Data listing:

════════════════

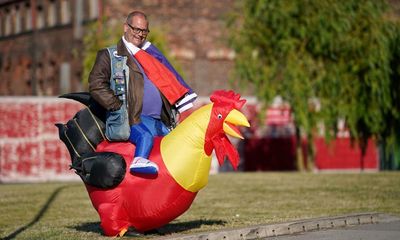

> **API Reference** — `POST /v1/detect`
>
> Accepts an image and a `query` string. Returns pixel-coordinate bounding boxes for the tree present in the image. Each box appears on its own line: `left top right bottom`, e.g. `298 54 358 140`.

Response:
228 0 400 171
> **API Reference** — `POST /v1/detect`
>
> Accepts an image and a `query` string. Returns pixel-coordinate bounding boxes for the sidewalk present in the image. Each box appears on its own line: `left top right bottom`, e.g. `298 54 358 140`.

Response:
159 213 400 240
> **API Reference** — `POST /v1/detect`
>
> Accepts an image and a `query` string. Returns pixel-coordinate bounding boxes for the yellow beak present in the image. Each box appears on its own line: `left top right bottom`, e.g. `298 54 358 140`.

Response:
223 109 250 139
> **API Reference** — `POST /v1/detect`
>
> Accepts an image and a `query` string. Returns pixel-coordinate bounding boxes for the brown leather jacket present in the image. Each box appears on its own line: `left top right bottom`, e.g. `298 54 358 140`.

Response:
89 40 174 127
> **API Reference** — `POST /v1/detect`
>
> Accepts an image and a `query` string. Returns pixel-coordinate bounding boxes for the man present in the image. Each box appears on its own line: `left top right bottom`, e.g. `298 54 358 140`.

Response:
89 11 197 174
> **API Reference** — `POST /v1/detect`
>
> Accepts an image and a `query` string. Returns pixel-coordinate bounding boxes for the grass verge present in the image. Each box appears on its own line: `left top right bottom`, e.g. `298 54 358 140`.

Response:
0 172 400 239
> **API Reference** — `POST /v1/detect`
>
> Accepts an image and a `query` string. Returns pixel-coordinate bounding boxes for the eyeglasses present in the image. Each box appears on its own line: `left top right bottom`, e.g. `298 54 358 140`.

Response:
126 23 150 35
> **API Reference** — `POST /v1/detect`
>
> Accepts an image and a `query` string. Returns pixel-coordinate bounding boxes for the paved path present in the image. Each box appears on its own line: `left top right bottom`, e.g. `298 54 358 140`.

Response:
161 213 400 240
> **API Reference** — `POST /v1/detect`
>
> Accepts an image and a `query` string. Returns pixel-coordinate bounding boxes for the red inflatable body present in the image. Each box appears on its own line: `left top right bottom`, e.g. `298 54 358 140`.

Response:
86 138 197 236
82 91 249 236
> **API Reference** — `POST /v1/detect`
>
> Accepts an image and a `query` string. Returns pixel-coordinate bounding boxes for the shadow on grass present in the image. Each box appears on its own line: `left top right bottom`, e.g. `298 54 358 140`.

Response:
155 219 226 235
70 219 226 236
2 185 69 240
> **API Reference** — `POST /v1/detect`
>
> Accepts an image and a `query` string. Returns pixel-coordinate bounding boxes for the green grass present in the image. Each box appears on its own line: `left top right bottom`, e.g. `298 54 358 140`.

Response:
0 172 400 239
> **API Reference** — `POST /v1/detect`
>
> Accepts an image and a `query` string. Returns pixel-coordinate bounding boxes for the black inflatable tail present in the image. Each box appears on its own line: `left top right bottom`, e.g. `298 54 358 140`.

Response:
59 92 106 122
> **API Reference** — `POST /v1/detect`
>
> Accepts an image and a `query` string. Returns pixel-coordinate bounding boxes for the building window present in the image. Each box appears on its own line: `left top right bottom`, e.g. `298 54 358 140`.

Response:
14 5 21 34
36 5 45 29
89 0 99 19
61 0 71 24
47 0 57 27
4 9 12 36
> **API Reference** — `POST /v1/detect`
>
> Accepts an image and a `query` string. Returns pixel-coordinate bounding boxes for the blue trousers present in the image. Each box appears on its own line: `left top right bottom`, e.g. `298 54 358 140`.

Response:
129 115 169 158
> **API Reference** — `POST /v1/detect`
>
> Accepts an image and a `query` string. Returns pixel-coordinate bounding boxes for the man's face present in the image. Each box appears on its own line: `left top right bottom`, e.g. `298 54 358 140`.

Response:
124 16 149 47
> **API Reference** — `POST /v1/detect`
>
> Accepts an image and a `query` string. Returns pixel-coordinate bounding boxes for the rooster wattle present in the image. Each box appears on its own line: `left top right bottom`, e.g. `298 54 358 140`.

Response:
61 90 249 236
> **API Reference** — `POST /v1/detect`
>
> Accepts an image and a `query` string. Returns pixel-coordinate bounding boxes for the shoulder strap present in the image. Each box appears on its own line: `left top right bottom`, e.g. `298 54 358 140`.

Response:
107 45 129 105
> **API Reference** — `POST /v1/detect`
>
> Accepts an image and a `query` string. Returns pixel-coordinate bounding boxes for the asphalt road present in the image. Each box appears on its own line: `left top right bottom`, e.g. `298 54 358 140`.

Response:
159 213 400 240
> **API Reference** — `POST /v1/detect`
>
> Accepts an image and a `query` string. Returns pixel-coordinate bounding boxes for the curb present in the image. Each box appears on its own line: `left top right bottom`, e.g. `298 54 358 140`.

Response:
157 212 400 240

════════════════

Required work: Pick out every line in the data above that contains the word "body", and copy each one in full.

Final answer:
> Accepts an image and a `query` string. Returns pixel-coordinate bounding boxes for the red inflatable body present in the image. Each box appears on its own line: `left top right bottom`, e.g. `298 54 358 140`.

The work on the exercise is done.